REQUEST
Please report every line in the data below that contains the string "black", copying each such line in full. Case counts.

SUPPLIED ENTRIES
## start
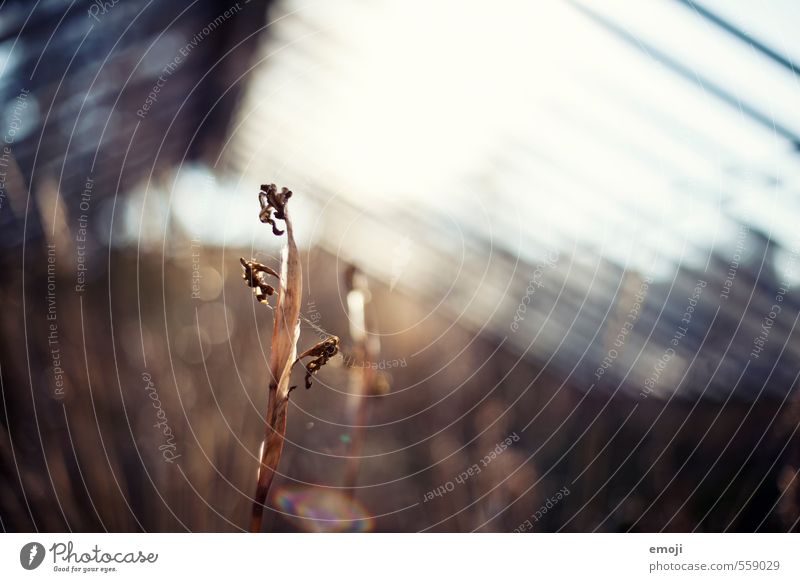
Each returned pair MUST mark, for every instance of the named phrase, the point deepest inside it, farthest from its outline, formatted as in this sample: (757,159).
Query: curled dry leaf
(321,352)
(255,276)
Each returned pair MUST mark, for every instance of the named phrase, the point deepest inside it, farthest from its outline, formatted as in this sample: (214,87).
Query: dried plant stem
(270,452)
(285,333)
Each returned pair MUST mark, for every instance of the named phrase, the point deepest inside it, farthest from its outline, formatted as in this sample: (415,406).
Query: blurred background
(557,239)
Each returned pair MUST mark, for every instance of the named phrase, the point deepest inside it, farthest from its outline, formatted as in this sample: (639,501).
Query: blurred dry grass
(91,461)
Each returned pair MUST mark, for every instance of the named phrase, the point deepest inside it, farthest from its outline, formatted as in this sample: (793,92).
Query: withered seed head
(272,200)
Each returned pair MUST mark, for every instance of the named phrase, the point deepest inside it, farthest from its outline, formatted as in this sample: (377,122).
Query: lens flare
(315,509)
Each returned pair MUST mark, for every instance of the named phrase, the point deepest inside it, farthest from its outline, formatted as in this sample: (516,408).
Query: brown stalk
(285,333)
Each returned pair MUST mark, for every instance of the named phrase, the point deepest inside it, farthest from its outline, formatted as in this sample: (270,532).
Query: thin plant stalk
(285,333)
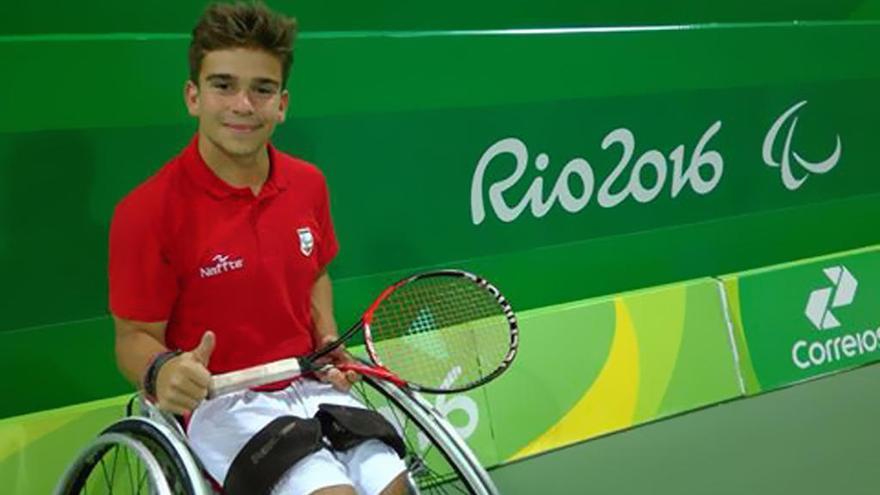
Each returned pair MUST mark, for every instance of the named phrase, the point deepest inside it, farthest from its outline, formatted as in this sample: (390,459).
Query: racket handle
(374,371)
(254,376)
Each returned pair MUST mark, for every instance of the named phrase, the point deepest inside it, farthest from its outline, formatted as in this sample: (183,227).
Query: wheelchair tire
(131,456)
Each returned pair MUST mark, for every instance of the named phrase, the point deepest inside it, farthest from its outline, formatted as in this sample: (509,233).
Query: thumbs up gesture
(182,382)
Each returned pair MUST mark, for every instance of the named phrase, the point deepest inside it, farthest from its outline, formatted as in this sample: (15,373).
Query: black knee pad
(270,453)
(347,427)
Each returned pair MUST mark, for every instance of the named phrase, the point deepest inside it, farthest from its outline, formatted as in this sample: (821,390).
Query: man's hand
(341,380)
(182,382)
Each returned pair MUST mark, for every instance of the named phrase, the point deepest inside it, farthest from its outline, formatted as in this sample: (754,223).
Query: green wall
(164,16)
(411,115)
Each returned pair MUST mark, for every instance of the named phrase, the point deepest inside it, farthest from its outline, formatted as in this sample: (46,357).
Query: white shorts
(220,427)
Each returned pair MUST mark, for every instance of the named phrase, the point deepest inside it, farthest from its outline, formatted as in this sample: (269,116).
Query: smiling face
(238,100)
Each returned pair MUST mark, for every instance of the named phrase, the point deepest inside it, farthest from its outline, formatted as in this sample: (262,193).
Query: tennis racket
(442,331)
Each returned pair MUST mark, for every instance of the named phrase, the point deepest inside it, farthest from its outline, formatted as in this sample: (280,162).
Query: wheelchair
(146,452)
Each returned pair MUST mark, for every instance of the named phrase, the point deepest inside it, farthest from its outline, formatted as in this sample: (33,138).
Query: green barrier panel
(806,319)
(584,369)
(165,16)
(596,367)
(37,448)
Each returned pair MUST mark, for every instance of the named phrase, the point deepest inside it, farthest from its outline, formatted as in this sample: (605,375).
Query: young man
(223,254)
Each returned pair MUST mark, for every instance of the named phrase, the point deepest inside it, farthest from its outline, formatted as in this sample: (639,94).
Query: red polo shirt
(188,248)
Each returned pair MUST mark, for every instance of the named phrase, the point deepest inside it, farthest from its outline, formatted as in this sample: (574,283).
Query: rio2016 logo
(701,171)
## end
## start
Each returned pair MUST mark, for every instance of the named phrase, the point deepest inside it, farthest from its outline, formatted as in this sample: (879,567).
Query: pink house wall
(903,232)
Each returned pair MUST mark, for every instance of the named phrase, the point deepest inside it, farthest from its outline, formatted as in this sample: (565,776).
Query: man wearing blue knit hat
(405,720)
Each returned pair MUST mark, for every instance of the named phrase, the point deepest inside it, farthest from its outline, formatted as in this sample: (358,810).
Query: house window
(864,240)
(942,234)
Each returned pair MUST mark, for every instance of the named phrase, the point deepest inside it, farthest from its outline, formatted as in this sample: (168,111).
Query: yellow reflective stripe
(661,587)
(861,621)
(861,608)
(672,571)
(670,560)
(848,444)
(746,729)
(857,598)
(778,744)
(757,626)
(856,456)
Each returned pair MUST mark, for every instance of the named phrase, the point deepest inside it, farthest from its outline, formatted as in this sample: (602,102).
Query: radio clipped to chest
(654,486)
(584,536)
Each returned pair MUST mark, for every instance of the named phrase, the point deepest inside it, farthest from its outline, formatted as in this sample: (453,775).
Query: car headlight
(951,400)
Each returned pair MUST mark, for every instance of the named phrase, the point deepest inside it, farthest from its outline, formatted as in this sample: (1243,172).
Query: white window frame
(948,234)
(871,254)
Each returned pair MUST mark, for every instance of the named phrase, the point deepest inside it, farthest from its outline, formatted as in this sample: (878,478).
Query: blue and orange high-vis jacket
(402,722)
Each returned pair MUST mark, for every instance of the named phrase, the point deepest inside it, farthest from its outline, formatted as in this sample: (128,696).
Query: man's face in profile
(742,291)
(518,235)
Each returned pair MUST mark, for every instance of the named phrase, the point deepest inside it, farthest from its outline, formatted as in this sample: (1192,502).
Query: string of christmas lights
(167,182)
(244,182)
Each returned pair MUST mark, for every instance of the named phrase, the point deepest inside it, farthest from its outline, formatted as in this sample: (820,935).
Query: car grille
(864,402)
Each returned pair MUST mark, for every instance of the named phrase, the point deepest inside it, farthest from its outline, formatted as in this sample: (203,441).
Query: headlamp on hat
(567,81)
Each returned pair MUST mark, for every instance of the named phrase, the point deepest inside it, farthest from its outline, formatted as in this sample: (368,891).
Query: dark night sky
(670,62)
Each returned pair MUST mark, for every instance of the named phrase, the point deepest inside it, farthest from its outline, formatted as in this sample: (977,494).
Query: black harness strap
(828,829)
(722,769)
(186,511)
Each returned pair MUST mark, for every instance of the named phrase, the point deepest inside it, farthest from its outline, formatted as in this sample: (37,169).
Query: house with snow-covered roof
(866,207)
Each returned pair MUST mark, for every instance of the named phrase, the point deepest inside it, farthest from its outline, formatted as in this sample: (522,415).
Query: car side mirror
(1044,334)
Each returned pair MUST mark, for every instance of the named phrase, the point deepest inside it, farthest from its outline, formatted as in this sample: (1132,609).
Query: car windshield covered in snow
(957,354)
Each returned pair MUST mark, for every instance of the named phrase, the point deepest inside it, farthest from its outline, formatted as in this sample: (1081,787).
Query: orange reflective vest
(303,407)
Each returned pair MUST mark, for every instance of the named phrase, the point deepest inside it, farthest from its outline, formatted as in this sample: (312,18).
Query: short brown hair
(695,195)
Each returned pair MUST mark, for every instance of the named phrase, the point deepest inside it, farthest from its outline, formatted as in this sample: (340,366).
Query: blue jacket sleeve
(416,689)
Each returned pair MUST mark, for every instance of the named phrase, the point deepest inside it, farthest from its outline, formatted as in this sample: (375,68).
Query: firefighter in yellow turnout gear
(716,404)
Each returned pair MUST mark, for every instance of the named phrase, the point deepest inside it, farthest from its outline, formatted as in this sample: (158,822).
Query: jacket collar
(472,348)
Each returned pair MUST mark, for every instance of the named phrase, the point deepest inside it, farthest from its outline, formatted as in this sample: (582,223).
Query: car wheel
## end
## start
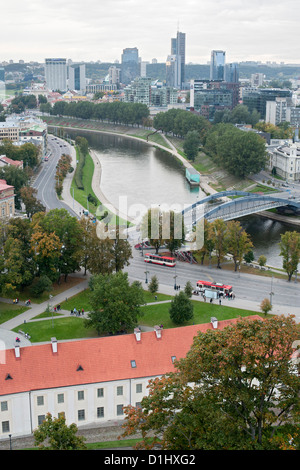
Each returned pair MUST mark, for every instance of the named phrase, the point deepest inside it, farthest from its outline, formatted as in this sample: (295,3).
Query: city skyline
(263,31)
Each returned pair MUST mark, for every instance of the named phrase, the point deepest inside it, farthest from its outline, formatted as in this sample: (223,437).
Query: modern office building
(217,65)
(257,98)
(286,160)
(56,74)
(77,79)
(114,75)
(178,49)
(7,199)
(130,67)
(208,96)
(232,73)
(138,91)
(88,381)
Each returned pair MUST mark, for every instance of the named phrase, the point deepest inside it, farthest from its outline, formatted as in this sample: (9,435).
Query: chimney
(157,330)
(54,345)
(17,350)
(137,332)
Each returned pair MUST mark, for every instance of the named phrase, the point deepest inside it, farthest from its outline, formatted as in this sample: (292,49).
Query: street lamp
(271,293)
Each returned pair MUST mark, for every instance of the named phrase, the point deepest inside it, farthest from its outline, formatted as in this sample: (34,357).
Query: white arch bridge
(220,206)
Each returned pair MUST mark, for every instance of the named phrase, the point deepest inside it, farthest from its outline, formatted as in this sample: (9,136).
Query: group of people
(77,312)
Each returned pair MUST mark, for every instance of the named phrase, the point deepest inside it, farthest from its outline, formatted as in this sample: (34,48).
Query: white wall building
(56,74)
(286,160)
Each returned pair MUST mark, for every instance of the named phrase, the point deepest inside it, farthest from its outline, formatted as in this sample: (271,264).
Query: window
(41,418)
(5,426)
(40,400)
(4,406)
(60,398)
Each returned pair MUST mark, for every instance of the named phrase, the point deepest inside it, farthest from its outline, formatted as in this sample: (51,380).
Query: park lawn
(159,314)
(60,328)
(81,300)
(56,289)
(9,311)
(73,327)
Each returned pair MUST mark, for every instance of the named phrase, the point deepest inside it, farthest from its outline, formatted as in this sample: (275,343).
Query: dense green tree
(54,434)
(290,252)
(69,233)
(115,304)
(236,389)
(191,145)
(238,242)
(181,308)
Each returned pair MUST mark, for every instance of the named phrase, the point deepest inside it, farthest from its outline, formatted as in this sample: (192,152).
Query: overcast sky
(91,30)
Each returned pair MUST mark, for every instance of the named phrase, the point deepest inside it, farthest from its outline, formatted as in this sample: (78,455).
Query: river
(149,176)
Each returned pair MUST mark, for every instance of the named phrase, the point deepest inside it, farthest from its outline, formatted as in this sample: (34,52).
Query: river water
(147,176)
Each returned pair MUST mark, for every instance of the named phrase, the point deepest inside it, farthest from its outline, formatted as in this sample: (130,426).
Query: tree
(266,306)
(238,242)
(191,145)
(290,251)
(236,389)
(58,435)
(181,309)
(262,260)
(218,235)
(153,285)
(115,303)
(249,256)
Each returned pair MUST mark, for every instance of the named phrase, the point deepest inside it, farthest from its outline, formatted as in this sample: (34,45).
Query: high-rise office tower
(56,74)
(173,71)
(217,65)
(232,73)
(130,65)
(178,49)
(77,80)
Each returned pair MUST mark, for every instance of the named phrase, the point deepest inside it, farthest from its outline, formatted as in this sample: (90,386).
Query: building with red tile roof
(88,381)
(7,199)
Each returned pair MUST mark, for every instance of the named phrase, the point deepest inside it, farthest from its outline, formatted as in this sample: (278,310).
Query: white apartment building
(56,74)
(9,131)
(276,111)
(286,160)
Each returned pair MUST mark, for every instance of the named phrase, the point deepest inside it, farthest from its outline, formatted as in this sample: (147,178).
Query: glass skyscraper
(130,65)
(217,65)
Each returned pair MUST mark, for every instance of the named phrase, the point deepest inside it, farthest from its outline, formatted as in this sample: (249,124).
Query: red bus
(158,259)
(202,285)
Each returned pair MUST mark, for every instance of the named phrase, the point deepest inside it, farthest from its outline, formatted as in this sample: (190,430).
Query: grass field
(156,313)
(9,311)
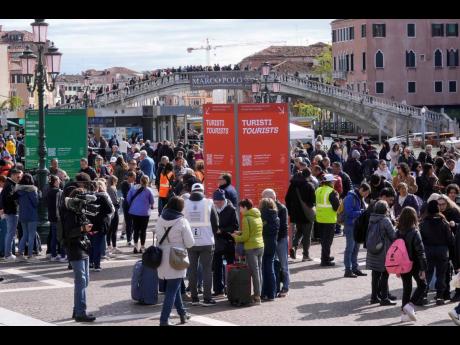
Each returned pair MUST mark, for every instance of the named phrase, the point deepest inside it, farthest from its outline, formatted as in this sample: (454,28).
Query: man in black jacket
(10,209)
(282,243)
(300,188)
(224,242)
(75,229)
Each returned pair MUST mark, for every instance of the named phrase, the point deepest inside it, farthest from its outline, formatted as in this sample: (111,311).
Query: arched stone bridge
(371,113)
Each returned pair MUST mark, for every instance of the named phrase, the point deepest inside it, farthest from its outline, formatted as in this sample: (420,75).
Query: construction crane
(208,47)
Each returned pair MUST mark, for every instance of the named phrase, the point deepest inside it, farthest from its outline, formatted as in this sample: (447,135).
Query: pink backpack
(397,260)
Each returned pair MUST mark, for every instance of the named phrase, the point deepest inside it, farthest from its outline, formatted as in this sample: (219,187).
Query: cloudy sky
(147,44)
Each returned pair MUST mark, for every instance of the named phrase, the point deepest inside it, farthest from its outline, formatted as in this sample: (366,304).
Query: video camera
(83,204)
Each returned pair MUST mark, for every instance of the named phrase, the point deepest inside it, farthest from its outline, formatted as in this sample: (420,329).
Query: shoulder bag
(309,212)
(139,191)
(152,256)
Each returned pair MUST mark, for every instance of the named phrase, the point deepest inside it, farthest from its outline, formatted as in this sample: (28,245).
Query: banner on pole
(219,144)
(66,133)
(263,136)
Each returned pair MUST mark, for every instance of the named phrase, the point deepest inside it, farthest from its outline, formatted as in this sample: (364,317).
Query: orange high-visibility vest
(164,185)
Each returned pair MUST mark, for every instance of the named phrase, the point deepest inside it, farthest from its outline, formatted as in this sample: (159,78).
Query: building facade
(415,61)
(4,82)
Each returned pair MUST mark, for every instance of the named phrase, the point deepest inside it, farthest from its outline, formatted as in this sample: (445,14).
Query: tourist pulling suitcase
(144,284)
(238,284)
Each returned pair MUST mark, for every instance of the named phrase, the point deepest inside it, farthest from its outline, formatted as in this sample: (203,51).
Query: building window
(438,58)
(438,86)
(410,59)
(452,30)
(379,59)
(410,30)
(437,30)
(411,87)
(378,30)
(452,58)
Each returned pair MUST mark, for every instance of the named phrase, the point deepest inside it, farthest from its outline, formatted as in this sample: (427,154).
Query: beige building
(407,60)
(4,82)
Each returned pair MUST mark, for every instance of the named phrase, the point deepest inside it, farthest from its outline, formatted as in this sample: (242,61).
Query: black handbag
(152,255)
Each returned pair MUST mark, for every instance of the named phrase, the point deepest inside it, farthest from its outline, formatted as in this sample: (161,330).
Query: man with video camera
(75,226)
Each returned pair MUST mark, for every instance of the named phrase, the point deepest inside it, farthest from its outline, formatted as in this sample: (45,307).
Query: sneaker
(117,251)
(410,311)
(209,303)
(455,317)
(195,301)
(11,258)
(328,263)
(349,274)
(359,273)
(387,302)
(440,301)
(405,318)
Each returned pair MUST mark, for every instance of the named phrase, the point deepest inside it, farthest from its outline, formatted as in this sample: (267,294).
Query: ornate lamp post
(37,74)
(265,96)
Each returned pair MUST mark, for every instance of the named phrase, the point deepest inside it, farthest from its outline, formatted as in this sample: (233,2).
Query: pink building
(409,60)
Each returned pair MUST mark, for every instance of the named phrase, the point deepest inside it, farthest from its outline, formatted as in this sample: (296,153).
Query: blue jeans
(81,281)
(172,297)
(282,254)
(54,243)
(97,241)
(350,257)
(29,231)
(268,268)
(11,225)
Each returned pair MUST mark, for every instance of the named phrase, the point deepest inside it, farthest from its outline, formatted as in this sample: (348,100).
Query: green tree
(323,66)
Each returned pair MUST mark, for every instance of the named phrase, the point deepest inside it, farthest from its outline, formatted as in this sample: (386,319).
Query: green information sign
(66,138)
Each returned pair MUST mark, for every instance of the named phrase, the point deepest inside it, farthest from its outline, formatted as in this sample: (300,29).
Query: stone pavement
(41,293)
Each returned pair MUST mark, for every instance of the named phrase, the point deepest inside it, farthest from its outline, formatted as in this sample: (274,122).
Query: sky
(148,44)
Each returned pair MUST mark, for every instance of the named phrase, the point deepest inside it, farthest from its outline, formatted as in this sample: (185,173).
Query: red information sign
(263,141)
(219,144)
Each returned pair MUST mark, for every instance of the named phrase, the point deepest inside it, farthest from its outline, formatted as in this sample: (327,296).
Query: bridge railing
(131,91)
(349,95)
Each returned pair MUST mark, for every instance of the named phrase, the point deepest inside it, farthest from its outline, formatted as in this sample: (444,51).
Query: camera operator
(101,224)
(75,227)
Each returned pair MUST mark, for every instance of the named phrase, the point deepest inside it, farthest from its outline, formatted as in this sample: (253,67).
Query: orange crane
## end
WRITTEN REPLY
Query: black knee pad
Query: black harness strap
Query: man in black jacket
Query: black handbag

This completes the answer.